[WORK INSTRUCTIONS]
Starting at the line below holding "like [(209, 1026)]." and stopping at the line holding "like [(68, 1072)].", print every line exactly, both ends included, and leave the rest out.
◇ ◇ ◇
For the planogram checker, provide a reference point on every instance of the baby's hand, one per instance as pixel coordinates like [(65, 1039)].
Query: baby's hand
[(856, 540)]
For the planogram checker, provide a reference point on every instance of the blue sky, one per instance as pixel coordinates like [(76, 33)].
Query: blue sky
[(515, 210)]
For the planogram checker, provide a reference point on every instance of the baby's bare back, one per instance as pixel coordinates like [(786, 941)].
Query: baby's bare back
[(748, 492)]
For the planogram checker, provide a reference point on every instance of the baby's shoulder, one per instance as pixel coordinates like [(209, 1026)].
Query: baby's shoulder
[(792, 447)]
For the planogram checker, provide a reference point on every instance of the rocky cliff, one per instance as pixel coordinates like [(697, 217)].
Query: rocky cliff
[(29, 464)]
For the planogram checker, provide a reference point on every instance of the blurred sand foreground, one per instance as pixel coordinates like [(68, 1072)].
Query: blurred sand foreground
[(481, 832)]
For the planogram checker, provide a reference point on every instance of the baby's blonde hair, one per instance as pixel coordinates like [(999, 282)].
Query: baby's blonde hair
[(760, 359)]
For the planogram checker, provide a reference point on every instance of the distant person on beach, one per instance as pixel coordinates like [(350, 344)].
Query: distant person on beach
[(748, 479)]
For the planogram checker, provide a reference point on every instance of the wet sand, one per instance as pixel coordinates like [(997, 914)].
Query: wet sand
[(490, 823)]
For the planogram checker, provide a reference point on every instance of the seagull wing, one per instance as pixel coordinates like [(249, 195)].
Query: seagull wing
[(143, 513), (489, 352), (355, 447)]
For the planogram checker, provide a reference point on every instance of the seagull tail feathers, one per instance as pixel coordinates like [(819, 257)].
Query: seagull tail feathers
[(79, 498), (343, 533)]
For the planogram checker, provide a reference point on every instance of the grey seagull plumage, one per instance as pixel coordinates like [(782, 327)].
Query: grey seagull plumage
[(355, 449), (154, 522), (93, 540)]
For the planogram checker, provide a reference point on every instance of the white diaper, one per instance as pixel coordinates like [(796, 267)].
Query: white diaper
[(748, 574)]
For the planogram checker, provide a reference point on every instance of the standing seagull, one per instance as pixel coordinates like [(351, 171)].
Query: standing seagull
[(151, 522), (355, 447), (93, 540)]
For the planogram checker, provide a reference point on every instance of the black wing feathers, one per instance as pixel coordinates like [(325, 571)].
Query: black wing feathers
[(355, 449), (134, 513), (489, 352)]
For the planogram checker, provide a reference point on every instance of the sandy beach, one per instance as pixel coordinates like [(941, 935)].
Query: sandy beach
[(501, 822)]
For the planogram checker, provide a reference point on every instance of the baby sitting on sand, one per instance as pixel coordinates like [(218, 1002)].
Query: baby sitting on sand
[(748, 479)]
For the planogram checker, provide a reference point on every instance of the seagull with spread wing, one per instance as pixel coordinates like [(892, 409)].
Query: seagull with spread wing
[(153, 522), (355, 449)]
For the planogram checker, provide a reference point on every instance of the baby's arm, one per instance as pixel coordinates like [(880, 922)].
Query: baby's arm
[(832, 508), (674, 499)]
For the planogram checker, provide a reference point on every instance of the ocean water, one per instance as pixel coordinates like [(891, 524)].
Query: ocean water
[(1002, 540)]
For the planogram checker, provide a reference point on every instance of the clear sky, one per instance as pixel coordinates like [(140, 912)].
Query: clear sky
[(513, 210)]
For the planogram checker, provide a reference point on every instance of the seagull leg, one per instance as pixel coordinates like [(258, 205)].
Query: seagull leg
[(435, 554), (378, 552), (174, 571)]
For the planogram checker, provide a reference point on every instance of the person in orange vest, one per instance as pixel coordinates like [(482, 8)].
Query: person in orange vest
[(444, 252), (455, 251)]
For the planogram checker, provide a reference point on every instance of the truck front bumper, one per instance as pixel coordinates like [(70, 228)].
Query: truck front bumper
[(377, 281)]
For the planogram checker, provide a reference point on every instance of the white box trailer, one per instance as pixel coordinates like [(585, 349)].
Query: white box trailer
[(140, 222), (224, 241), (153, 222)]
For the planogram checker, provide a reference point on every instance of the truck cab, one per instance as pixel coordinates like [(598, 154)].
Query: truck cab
◇ ◇ ◇
[TASK SOLUTION]
For the planogram checker, provide a reference point on every instance of the baby's shoulder, one per instance as pixel coordinates like [(209, 1026)].
Query: baby's shoulder
[(792, 447)]
For the planogram checker, provide a reference point on every instance of the rocky cliff, one per instance as pixel coordinates like [(697, 217)].
Query: rocky cliff
[(29, 464)]
For the planogram checker, provide a reference point on every instance of the blurred sand foreground, one per instance as pixel coordinates like [(68, 1072)].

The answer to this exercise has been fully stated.